__Task brief__:
Render the lines of the records below as a single numbered list, omitting any blank lines.
>> START Data extract
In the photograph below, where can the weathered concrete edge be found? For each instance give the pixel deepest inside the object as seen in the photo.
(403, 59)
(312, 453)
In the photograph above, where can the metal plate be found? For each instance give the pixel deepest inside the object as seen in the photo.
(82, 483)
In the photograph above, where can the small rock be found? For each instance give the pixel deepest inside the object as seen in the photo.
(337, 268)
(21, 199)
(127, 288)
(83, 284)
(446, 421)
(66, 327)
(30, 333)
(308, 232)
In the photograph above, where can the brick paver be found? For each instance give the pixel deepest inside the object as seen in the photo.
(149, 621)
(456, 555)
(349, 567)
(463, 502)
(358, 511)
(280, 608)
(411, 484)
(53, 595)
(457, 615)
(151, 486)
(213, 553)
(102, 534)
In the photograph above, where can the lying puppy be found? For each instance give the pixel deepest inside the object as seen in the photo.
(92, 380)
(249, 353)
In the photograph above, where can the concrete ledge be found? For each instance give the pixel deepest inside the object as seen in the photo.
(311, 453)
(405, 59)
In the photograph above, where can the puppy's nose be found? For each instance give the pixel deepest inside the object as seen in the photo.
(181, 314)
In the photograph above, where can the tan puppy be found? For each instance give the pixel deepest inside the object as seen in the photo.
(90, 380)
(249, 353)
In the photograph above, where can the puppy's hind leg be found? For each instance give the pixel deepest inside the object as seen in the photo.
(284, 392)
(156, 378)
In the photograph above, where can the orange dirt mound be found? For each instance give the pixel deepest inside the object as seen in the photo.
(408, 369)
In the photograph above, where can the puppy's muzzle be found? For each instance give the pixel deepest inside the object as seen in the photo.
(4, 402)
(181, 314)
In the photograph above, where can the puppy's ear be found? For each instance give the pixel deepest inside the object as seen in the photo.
>> END Data extract
__Response to the task__:
1. In the photograph below, where can the weathered concrete edge be found? For each instance give the pixel deepest inside the object as seen in the photo.
2. (403, 59)
3. (312, 453)
4. In the photograph above, where can the metal plate be found? For each instance give the pixel deepest inside the object as seen in the photo.
5. (82, 483)
6. In the photograph above, where can the small rock be found? For each instance give the pixel deepest inside the object as seen in the photo.
7. (337, 268)
8. (21, 199)
9. (127, 288)
10. (83, 284)
11. (446, 421)
12. (66, 327)
13. (30, 333)
14. (308, 232)
15. In the photograph above, where can the brick paver be found? For each instance give the pixel deepest inside the object as seen in the photo.
16. (149, 621)
17. (456, 555)
18. (349, 567)
19. (463, 502)
20. (358, 511)
21. (280, 608)
22. (411, 484)
23. (53, 595)
24. (457, 615)
25. (151, 486)
26. (213, 553)
27. (102, 534)
28. In the photograph above, where can the lying puppy be found? For each instance give the pixel deepest inside the object as seen in the photo.
29. (92, 380)
30. (249, 353)
31. In the photograph above, where can the concrete ledge be found? For each instance give the pixel deepest inside the object as seen in the photo.
32. (311, 453)
33. (405, 59)
34. In the photograph above, where can the puppy's nose be found? For each instance give the pixel deepest inside the object as seen in the photo.
35. (181, 314)
36. In the photograph above, where can the tan puppy be found? For each instance give the pixel deepest inside the object as seen in the photo.
37. (90, 380)
38. (249, 353)
39. In the photograph above, where can the puppy's hind leg be found? For each instance give the pixel deepest inside the object as seen in the photo.
40. (284, 392)
41. (156, 378)
42. In the photograph above, where can the orange dirt mound be found? For each instance give the pixel deepest inside the object as seen in the photo.
43. (408, 369)
44. In the photograph above, where can the puppy's muzzle be found? For each instance give the pixel deepest inside the object as seen in the photo.
45. (4, 402)
46. (181, 314)
47. In the photograph above, where can the puppy's ear be found? For each instance give the pixel deepest inside the object as seen in the photo.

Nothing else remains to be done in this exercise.